BEGIN

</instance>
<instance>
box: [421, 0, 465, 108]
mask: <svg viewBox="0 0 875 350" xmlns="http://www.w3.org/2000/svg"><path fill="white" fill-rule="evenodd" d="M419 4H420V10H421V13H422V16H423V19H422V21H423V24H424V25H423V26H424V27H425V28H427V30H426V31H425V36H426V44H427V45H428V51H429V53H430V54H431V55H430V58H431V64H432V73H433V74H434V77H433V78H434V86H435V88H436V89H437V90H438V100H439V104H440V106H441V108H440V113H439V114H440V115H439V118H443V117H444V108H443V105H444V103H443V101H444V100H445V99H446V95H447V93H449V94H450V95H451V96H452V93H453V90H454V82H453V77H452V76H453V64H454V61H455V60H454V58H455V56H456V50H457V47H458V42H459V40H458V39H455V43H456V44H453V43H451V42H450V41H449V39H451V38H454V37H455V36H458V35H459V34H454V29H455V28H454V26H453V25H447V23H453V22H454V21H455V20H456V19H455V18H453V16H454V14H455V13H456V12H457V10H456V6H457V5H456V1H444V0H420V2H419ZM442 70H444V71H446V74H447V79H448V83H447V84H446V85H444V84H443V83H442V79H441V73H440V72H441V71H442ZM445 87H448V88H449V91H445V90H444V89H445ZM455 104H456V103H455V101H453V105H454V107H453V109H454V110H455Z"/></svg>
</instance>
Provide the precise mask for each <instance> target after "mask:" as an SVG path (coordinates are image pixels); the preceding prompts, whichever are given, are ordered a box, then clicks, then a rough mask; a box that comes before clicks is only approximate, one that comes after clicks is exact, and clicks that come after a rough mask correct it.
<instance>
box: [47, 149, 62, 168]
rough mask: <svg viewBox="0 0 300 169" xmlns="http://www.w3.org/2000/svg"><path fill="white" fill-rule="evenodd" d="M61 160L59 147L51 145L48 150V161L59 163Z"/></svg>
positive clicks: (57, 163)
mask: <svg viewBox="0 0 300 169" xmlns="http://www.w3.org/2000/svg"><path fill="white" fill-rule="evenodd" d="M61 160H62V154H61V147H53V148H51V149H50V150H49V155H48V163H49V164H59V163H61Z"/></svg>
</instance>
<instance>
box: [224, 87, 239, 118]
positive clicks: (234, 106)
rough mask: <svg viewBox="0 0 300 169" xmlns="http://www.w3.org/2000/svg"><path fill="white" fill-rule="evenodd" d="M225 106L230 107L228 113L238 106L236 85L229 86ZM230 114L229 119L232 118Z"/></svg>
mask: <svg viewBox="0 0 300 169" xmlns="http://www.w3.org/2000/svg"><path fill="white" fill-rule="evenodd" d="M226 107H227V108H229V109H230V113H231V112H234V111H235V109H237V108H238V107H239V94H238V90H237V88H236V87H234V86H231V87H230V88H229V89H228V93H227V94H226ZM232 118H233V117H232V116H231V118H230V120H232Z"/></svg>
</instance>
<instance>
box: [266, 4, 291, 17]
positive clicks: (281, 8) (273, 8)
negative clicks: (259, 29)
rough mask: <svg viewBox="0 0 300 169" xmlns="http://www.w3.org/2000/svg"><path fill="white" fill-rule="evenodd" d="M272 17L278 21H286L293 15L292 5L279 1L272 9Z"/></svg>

END

**The task**.
Find each line in the entries above that contains the string "positive" and copy it out in full. Case counts when matching.

**Solution to the problem**.
positive clicks: (57, 163)
positive clicks: (234, 106)
positive clicks: (281, 8) (273, 8)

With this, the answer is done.